Quote all of the data exactly as given. Skip every picture it contains.
---- Excerpted data
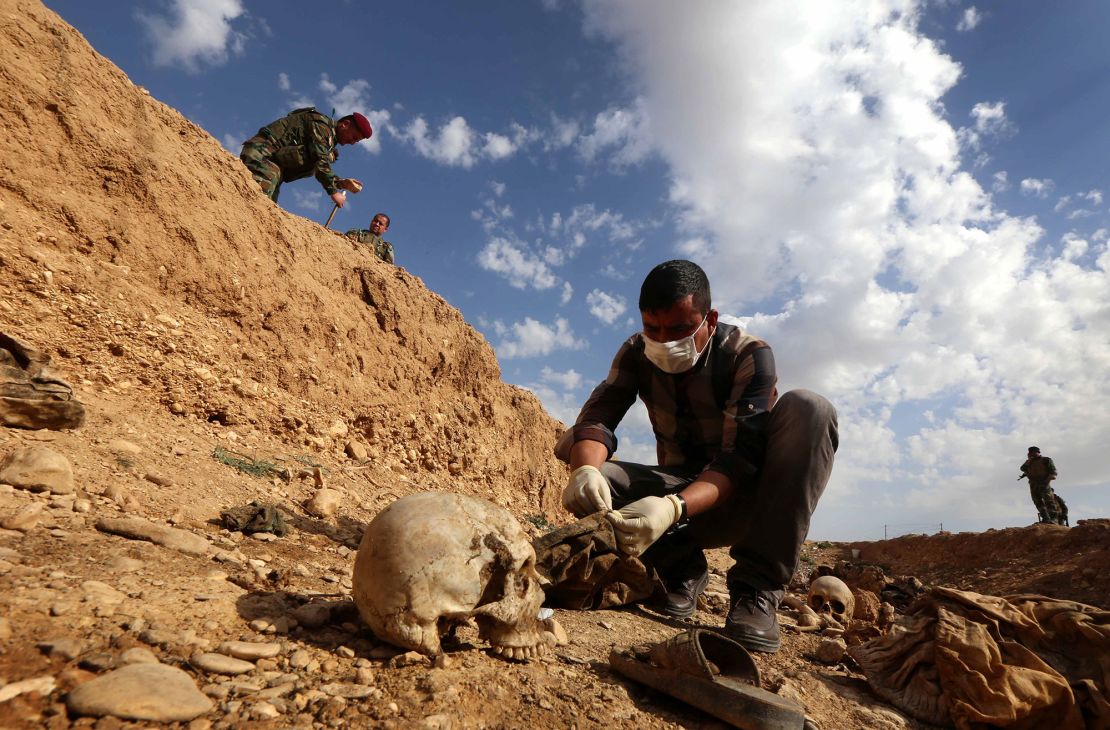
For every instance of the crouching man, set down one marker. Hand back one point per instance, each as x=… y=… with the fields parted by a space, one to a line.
x=735 y=467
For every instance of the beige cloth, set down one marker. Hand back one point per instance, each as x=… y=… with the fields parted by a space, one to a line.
x=969 y=660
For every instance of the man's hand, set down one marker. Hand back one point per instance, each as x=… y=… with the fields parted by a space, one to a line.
x=643 y=521
x=587 y=492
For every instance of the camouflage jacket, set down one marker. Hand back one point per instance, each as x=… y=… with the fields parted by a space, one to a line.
x=304 y=144
x=382 y=249
x=1039 y=469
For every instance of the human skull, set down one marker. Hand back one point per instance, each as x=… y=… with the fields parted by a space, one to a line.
x=433 y=559
x=830 y=597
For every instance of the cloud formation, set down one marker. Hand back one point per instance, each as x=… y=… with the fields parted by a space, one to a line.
x=824 y=188
x=194 y=33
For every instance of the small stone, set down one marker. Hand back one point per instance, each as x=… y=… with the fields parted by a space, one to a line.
x=41 y=685
x=67 y=649
x=24 y=518
x=356 y=450
x=138 y=656
x=38 y=468
x=221 y=665
x=123 y=564
x=347 y=691
x=154 y=692
x=122 y=446
x=250 y=650
x=324 y=504
x=409 y=659
x=556 y=629
x=831 y=650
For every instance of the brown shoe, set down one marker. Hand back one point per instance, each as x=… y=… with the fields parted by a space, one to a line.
x=753 y=618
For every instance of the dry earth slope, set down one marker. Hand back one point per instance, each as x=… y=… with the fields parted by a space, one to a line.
x=117 y=210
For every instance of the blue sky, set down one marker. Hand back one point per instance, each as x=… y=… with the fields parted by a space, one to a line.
x=906 y=199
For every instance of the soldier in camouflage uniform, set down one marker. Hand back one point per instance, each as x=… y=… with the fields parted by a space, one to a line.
x=373 y=236
x=1041 y=470
x=301 y=144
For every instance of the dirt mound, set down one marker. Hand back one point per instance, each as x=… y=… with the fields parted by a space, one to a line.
x=1046 y=559
x=140 y=253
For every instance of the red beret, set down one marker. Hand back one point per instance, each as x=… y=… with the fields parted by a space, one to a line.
x=363 y=125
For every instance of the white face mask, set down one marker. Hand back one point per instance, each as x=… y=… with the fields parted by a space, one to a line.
x=677 y=356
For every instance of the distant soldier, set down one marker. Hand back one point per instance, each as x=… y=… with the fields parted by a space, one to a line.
x=300 y=144
x=373 y=237
x=1041 y=470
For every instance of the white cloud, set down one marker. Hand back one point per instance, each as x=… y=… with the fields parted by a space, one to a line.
x=606 y=307
x=194 y=32
x=456 y=144
x=1037 y=188
x=533 y=338
x=521 y=267
x=969 y=20
x=821 y=172
x=567 y=293
x=567 y=381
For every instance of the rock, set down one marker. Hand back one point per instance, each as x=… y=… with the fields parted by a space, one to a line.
x=40 y=685
x=122 y=446
x=250 y=650
x=831 y=650
x=154 y=692
x=158 y=478
x=347 y=691
x=24 y=518
x=38 y=468
x=324 y=504
x=356 y=450
x=63 y=648
x=139 y=656
x=556 y=629
x=221 y=665
x=141 y=529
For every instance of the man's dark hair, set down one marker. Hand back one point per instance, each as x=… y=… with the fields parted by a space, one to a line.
x=673 y=281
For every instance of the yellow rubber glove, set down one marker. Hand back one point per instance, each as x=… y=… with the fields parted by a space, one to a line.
x=643 y=521
x=587 y=492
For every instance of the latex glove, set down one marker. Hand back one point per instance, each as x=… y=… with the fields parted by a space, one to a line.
x=587 y=492
x=642 y=523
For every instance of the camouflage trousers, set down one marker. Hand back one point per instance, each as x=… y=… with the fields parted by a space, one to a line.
x=256 y=156
x=1045 y=500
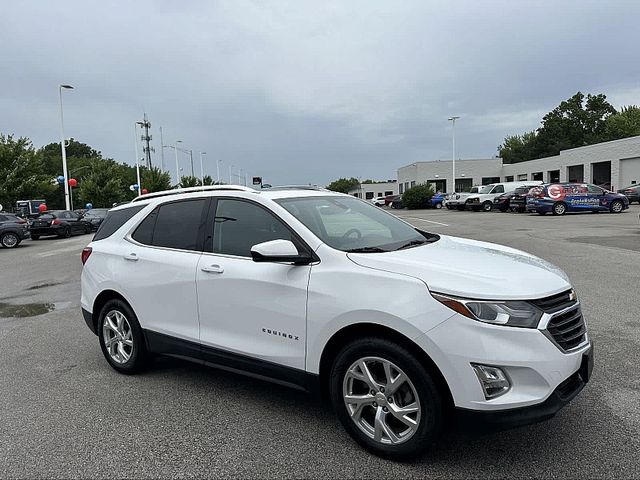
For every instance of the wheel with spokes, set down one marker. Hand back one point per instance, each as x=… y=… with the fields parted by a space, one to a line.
x=385 y=398
x=121 y=337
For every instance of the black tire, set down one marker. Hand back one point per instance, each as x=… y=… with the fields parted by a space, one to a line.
x=9 y=240
x=139 y=356
x=429 y=397
x=616 y=206
x=559 y=208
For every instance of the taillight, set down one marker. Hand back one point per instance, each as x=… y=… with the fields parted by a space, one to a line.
x=86 y=252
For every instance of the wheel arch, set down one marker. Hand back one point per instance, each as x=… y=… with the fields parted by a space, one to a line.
x=99 y=302
x=343 y=336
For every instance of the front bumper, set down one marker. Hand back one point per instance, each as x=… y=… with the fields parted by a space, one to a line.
x=516 y=417
x=534 y=364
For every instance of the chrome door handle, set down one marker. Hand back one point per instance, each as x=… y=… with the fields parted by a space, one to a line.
x=212 y=269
--------
Response to the task:
For every instance of the crouching man, set down one marker. Hand back one point per instance, each as x=… y=… with the fields parted by a space, one to a line.
x=735 y=467
For every instance of the beige cloth, set down one marker. Hand back one point per instance, each as x=… y=… with the fields parted by a space, one to a line.
x=969 y=660
For every instance of the man's hand, set down one marker. Hand back one point per instance, each as x=… y=… with the fields parted by a space, one to a line.
x=643 y=521
x=587 y=492
For every instance of the camouflage jacket, set down one marker. Hand back one point per instance, each as x=… y=… with the fields parted by a space, one to a line.
x=304 y=144
x=382 y=249
x=1039 y=469
For every instance of the human skull, set down one marker. Hand back one point per instance, each as x=… y=… with the fields parted by a space, one to a line.
x=433 y=559
x=830 y=597
For every instance of the cloud formation, set down one marker. Hand back one point per instance, each as x=… y=… with the fields parted by a space, one to a line.
x=824 y=188
x=194 y=33
For every instance of the small stone, set down one marker. Hand back one point per instance, each as x=… y=… with the fields parted by a space, one to a line.
x=41 y=685
x=67 y=649
x=24 y=518
x=356 y=450
x=138 y=656
x=38 y=468
x=221 y=665
x=123 y=564
x=347 y=691
x=154 y=692
x=122 y=446
x=250 y=650
x=324 y=504
x=409 y=659
x=556 y=629
x=831 y=650
For every instance of the brown shoe, set down one marker. Hand back one point per instance, each as x=… y=… with the fields parted by a space, one to a line.
x=753 y=618
For every instance of the dry earth slope, set down one marker. Hand back one point per instance, each as x=… y=… with the fields parted by a space, one to a line.
x=117 y=210
For every instance of the blue sky, set down one marker. Hand back one point per instance, each as x=… y=… with the fields parted by a space, one to a line.
x=906 y=199
For every instance of the soldier in camouflage uniform, set down one marker. Hand back one point per instance, each as x=… y=… with the fields parted by a space, one to a line.
x=373 y=236
x=1041 y=470
x=301 y=144
For every instance of the dirt mound, set down one marker. Hand back one point per instance, each as x=… y=… with the fields parted by a space, one to a line.
x=1046 y=559
x=140 y=253
For every instance of the red beret, set down one marker. Hand back one point per instance, each as x=… y=… with the fields parted by a space, one to a line.
x=363 y=125
For every instance of the white face mask, set down one marker. Hand back one point per instance, each as x=… y=… with the fields parted by a space, one to a line.
x=677 y=356
For every instance of the distant soldier, set down one marker. Hand back one point per instance, each as x=… y=… with the fields parted by a space, one to a line.
x=300 y=144
x=373 y=237
x=1041 y=470
For every instance of the white cloud, set down one marker. Hand back one point per instance, each as x=… y=… with the fields parted by a space, one to a line.
x=606 y=307
x=194 y=32
x=456 y=144
x=1037 y=188
x=533 y=338
x=521 y=267
x=969 y=20
x=821 y=172
x=567 y=293
x=567 y=381
For every instance of the rock, set down one marker. Hand back one point per instance, each as x=… y=… with the fields parted by a space, one to a line.
x=40 y=685
x=122 y=446
x=250 y=650
x=831 y=650
x=154 y=692
x=158 y=478
x=347 y=691
x=24 y=518
x=38 y=468
x=324 y=504
x=356 y=450
x=63 y=648
x=139 y=656
x=556 y=629
x=221 y=665
x=141 y=529
For every instance of the man's dark hair, set down one marker. Hand back one point per instance, each as x=… y=… with the fields parted by a space, one to a line.
x=673 y=281
For every instance of the yellow rubber glove, set down one marker. Hand back one point per instance, each as x=… y=… with the fields parted by a space, one to a line.
x=643 y=521
x=587 y=492
For every instance of the latex glove, set down one marker. Hand back one point per instance, each as x=… y=… with the fields parted by a space, one to a line.
x=587 y=492
x=642 y=523
For every instance of the camouflage trousers, set down one marker. Hand back one point per instance, each as x=… y=… with the fields parted by a space, one to a line.
x=256 y=156
x=1045 y=500
For every instance of the wheel with spokes, set down one marker. Hand back one point per instance, each as x=… y=… with the fields parted by a space, one to a line.
x=385 y=398
x=121 y=337
For every instance of the black tire, set down one marker. Hand back one point per instance, each as x=… y=… with the fields parted by a space, one to a line.
x=9 y=240
x=139 y=356
x=429 y=397
x=616 y=206
x=559 y=208
For every instance of the taillight, set down one marker. Hand back one point per instance, each as x=… y=… with the fields parted by a space, one to a line.
x=86 y=252
For every instance of the wheel arch, set down one marker. Hand back one point per instance, each as x=… y=… with the fields parted by a space, one to a line.
x=99 y=302
x=343 y=336
For every instance of the front bumper, set down one marker. Hand back one point per instance, each as x=… y=… with the fields parted by a space, one to a line.
x=516 y=417
x=534 y=364
For every instance of the chrome door handle, set down one marker. Hand back one point per instance, each as x=… y=… with the fields parted by a space, one to a line.
x=212 y=269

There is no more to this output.